— Work item —
The response must reproduce exactly every line of the material below holding the word "grass".
== Segment start ==
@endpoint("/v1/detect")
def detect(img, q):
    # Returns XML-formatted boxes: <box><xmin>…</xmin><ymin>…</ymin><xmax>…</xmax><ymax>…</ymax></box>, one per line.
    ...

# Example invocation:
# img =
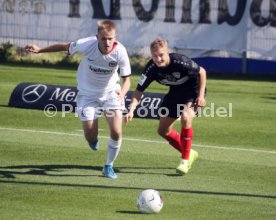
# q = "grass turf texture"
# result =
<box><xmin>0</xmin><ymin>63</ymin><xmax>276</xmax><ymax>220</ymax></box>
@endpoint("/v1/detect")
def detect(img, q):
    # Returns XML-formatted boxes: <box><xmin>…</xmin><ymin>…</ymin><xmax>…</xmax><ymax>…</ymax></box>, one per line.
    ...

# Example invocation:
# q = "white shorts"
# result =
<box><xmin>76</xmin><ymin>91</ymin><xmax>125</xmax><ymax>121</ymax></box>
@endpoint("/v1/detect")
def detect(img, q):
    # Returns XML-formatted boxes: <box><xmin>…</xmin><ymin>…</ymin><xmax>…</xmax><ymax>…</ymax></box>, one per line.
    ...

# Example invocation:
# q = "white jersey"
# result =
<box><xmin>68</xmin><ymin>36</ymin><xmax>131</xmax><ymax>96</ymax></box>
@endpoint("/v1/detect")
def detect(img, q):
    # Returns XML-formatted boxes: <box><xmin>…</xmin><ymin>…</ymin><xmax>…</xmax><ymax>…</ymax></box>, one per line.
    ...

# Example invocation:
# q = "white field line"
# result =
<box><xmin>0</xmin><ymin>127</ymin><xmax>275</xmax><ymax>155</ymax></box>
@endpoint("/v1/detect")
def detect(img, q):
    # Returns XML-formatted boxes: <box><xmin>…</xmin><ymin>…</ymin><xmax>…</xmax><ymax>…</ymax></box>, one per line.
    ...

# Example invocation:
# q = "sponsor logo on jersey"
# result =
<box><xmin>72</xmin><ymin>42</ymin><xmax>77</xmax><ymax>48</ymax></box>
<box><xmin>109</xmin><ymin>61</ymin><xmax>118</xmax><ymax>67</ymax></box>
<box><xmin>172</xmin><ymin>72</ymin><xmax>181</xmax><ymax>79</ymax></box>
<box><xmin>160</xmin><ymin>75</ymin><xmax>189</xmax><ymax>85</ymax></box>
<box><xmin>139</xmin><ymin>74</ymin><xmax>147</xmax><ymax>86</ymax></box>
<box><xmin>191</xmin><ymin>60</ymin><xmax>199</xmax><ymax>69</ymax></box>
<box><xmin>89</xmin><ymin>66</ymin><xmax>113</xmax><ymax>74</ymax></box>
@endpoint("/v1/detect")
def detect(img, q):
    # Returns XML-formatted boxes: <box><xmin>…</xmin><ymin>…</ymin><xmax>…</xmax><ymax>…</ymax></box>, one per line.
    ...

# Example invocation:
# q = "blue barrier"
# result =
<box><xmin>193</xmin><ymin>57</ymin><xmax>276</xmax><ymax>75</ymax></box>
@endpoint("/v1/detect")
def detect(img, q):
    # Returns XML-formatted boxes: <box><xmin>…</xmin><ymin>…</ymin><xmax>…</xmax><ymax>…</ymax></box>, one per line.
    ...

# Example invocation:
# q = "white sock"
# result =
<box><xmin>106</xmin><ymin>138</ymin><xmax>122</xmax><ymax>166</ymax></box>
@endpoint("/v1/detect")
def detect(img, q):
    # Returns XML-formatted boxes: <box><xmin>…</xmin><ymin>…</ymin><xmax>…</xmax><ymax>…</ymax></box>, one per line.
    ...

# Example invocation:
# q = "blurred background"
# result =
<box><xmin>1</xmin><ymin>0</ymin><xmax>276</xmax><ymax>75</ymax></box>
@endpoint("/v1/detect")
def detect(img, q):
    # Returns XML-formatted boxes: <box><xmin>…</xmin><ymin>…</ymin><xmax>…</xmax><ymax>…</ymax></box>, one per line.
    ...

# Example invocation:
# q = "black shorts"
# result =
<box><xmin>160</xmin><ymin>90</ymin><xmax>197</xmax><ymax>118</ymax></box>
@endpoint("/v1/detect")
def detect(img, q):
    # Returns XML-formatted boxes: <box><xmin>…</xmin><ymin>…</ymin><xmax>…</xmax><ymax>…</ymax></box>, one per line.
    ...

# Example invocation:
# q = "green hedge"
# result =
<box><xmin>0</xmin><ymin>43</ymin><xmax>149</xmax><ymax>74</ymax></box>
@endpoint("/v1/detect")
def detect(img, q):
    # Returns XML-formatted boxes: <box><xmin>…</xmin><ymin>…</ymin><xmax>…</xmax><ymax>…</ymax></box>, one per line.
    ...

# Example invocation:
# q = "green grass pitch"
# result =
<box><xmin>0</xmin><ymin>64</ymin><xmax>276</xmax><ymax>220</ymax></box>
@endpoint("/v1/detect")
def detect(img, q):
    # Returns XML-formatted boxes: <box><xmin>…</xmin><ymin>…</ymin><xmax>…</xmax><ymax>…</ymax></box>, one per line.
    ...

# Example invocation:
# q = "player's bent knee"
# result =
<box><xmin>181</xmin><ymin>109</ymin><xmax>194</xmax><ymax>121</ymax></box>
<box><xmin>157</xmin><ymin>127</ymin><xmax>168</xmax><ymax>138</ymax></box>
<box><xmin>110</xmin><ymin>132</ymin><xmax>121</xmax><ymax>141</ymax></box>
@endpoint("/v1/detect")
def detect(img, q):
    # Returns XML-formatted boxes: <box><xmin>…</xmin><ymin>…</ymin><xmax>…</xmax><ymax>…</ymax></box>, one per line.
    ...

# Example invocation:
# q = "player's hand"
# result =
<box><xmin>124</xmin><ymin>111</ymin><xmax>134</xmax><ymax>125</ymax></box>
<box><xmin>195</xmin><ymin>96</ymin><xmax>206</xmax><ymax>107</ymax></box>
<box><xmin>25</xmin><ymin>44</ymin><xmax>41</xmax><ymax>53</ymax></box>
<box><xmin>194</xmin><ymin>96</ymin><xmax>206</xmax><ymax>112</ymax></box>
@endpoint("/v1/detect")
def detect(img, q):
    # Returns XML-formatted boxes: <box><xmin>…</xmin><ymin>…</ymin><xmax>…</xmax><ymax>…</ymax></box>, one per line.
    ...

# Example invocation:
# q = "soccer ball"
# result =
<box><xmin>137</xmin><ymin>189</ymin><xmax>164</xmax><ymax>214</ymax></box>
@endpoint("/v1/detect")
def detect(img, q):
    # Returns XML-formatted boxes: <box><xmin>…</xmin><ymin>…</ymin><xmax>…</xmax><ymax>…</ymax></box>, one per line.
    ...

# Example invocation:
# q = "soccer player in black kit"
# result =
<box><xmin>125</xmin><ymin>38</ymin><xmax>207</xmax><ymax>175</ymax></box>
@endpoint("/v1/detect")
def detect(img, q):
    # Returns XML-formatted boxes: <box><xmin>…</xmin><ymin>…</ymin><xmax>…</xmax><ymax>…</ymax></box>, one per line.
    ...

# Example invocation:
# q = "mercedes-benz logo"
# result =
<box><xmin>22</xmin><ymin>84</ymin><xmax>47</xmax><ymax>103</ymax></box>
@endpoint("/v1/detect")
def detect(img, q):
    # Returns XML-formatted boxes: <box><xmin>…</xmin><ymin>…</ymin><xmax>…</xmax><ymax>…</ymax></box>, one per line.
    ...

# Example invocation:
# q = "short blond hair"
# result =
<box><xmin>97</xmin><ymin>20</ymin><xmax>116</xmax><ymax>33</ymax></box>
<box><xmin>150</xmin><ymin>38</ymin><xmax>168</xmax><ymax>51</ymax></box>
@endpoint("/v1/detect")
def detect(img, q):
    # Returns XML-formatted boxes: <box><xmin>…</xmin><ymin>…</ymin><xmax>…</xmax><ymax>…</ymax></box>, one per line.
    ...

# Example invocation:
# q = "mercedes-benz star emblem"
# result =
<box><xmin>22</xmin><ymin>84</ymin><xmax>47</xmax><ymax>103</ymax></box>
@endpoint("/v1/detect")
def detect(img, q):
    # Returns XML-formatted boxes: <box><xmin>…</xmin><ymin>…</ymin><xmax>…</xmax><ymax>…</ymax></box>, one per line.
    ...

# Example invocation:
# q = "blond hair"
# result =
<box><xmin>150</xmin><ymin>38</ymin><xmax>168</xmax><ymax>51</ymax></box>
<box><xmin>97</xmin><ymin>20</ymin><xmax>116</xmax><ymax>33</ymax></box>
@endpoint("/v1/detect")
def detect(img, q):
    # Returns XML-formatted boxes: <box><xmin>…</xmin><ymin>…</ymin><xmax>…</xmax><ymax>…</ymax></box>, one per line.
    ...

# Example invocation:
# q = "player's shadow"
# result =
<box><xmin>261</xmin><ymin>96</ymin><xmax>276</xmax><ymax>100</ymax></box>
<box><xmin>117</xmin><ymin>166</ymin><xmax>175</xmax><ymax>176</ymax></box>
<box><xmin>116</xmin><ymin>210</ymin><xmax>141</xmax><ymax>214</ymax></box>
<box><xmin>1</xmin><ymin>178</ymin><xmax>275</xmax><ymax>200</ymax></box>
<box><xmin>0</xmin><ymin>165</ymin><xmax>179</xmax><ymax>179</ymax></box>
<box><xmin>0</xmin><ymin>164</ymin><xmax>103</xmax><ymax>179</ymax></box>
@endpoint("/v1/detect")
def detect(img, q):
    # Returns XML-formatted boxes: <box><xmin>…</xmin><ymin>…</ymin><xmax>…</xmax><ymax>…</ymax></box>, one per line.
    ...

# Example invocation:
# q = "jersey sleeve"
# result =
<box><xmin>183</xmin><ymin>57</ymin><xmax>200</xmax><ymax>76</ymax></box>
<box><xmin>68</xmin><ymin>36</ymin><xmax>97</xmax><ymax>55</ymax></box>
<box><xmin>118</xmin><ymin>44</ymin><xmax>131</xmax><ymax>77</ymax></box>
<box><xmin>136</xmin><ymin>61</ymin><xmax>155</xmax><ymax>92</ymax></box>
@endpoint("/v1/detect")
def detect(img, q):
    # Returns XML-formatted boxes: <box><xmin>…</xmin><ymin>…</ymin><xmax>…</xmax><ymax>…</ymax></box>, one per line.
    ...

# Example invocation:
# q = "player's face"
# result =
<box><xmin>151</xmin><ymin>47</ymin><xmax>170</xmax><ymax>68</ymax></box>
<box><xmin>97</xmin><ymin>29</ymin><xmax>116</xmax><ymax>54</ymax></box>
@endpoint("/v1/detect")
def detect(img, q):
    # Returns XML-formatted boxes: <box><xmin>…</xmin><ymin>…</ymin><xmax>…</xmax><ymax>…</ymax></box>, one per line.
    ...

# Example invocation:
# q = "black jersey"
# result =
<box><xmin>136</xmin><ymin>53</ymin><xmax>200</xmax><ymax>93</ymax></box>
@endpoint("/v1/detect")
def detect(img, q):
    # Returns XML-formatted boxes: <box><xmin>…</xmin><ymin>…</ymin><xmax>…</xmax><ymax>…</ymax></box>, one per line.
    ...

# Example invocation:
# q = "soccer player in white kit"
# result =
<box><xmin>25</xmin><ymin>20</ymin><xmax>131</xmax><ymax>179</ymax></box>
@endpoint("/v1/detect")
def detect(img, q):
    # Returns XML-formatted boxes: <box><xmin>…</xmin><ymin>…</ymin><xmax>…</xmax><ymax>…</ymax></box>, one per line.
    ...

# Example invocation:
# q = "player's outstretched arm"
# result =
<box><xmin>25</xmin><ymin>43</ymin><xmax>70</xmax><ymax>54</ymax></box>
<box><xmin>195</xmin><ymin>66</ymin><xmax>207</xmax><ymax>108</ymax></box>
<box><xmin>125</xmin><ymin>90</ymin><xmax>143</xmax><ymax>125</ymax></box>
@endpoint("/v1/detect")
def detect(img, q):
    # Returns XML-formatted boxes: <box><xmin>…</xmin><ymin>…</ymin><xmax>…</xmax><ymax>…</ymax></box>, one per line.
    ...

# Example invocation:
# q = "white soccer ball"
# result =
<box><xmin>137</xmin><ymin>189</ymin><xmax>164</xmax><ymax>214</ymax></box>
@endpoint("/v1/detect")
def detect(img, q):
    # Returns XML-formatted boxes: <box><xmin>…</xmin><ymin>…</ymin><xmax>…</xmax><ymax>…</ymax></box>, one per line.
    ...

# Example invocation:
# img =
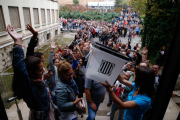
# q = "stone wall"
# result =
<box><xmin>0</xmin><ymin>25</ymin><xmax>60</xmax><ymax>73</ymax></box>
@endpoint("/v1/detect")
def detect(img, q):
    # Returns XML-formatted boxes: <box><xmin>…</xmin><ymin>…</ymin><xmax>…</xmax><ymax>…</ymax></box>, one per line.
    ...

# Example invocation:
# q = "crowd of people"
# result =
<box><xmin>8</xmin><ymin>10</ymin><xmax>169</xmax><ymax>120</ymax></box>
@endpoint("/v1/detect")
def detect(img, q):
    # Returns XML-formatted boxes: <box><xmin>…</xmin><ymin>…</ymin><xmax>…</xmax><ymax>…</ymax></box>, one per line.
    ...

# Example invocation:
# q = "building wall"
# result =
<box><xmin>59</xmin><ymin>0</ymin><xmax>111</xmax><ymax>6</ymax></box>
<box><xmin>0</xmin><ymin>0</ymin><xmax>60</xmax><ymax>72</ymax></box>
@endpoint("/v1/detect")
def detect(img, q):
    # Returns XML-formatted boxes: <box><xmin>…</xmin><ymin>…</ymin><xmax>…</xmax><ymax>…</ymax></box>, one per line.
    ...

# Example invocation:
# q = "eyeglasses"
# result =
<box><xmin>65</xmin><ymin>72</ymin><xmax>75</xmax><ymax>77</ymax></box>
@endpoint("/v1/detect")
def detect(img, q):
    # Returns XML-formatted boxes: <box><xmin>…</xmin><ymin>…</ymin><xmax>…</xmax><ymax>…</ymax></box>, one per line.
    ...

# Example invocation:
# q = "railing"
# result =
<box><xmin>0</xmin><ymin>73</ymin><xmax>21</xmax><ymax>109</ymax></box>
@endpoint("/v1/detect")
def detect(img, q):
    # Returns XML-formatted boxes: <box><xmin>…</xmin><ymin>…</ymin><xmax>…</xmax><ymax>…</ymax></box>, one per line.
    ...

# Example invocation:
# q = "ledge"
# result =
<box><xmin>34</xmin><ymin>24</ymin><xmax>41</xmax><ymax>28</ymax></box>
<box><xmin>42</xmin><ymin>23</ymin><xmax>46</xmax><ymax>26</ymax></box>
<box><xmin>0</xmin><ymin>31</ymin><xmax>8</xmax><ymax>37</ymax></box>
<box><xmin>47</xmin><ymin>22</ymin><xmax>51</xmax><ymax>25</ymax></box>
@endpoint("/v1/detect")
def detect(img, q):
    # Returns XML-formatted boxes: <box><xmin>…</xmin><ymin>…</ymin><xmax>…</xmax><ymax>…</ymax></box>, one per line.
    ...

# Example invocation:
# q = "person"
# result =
== Segment end ==
— Response —
# q = "grass turf texture"
# q = "green grass pitch"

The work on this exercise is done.